* [YOUR GOAL]: Please update everything from the row containing "the white church" down to the row containing "x=613, y=599", changing "thickest part" to "widest part" and keeping everything else the same. Return only those rows.

DATA ENTRIES start

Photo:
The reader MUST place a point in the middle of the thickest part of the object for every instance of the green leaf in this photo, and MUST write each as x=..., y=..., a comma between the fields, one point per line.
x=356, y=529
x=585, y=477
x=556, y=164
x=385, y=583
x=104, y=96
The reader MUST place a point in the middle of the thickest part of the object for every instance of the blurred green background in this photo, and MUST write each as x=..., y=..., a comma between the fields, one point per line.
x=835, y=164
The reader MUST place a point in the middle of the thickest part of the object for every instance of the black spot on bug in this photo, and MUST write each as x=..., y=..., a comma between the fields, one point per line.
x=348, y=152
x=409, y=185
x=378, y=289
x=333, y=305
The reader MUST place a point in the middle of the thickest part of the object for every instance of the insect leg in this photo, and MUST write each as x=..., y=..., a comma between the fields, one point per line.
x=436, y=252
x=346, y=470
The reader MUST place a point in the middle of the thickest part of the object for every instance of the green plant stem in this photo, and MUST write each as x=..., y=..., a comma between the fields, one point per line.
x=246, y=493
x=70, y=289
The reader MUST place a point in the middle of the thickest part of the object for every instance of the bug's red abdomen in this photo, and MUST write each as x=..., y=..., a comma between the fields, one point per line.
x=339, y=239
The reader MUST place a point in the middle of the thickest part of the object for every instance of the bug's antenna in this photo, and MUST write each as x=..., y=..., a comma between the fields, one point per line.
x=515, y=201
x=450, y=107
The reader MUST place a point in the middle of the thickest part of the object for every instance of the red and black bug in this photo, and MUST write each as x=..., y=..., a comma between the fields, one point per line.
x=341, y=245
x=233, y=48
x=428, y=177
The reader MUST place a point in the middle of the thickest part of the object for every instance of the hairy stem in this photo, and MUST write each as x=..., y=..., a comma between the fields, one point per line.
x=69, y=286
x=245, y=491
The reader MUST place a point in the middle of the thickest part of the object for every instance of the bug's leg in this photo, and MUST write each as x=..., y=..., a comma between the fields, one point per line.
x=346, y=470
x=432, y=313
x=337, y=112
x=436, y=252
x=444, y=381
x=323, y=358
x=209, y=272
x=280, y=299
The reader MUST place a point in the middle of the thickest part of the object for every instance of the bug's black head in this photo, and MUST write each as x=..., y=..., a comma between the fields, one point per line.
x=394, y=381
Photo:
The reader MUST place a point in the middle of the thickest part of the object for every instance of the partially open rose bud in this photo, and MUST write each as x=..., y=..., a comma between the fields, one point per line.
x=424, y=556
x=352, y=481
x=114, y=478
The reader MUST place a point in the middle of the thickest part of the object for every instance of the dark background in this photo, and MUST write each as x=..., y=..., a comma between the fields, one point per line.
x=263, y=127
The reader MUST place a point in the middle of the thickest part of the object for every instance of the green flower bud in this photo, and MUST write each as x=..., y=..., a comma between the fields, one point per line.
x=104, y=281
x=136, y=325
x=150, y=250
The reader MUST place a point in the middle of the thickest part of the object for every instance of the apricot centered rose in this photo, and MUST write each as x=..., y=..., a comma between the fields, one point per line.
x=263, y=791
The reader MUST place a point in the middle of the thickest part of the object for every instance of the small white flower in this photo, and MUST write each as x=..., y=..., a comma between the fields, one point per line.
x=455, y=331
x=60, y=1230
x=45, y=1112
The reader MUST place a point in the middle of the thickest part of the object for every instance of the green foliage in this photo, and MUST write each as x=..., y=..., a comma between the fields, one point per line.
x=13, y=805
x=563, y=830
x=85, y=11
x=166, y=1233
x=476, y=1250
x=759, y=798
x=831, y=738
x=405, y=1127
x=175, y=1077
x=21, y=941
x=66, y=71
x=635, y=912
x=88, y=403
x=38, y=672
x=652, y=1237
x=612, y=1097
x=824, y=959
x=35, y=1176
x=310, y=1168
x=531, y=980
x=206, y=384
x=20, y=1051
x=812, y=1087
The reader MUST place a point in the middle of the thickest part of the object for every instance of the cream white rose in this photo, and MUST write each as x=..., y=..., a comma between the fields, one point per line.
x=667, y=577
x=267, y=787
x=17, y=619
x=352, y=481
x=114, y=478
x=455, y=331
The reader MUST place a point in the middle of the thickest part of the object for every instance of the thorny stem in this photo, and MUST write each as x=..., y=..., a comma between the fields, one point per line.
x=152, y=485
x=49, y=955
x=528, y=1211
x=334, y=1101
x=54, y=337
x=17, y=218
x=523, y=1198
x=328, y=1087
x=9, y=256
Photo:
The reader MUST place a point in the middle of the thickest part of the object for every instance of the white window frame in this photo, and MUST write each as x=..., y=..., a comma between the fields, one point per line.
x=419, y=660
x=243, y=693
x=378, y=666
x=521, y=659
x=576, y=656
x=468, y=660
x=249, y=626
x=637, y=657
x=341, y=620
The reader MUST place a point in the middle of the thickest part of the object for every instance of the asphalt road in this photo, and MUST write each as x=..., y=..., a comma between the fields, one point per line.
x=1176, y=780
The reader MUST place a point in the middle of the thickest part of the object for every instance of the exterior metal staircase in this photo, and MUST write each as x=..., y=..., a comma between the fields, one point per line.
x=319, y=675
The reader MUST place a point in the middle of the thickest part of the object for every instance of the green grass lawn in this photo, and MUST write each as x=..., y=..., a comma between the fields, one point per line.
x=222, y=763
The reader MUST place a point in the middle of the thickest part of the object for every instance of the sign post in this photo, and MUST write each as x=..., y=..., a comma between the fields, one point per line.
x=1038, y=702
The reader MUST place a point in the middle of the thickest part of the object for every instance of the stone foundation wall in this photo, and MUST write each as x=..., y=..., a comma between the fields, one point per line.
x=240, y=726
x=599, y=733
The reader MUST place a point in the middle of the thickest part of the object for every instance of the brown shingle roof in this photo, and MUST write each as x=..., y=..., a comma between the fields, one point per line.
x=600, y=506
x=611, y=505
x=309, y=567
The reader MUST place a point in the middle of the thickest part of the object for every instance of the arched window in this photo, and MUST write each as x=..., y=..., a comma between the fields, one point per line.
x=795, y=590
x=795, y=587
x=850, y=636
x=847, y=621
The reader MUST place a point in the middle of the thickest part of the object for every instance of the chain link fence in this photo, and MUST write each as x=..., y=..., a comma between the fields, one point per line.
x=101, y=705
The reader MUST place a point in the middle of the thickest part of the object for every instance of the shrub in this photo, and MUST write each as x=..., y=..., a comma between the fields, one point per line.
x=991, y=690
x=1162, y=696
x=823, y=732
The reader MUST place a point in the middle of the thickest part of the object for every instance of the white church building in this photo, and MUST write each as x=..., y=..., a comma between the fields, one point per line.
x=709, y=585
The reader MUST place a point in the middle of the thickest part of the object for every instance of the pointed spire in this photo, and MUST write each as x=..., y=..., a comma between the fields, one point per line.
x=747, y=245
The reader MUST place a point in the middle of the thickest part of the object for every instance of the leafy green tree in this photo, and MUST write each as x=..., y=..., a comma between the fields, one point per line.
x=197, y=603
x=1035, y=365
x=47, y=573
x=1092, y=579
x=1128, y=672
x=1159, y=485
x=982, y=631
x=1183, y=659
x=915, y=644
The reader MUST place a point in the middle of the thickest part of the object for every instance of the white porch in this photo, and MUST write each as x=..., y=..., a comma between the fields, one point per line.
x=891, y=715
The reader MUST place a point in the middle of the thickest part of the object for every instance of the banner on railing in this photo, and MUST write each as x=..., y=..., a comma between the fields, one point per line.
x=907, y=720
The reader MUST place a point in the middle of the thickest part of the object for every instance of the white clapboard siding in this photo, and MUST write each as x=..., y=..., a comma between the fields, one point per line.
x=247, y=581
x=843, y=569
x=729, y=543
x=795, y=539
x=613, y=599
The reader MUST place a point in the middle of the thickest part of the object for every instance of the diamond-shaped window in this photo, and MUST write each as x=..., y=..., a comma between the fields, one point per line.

DATA ENTRIES end

* [OUTPUT]:
The reader MUST place a point in the middle of the widest part of the object for every instance of the white church building in this photo, and MUST write each as x=..., y=..., a comma between the fields, one point per line.
x=709, y=585
The reader MUST place a point in the middle of the widest part of the object for every instance of the pointed spire in this photo, and MUST write each as x=..., y=..., a comma between the fields, one point per line.
x=747, y=245
The reader MUST place a point in the middle of the widest part of the object for every instance of the leafy green tree in this photo, and MUST write each as x=..., y=..., a comma between the fields, one point per line.
x=197, y=603
x=1035, y=365
x=47, y=573
x=1092, y=579
x=1128, y=672
x=1159, y=485
x=982, y=631
x=1183, y=659
x=915, y=644
The reader MUST place a point in the middle of the widest part of the object for every instance of the white porch in this photo, and MUST write each as x=..., y=..., a comma between the fields, one point per line.
x=891, y=715
The reader MUST place a point in the middle of the widest part of the object for every instance of the banner on railing in this photo, and MUST write each as x=..., y=..., a comma between the fields, one point per line.
x=907, y=720
The reader MUST place a point in the middle of the widest part of the object for every instance of the white clapboard siding in this photo, and MUST write each as x=..., y=..., a comma between the fields, one point per line.
x=247, y=581
x=843, y=569
x=729, y=543
x=795, y=539
x=613, y=599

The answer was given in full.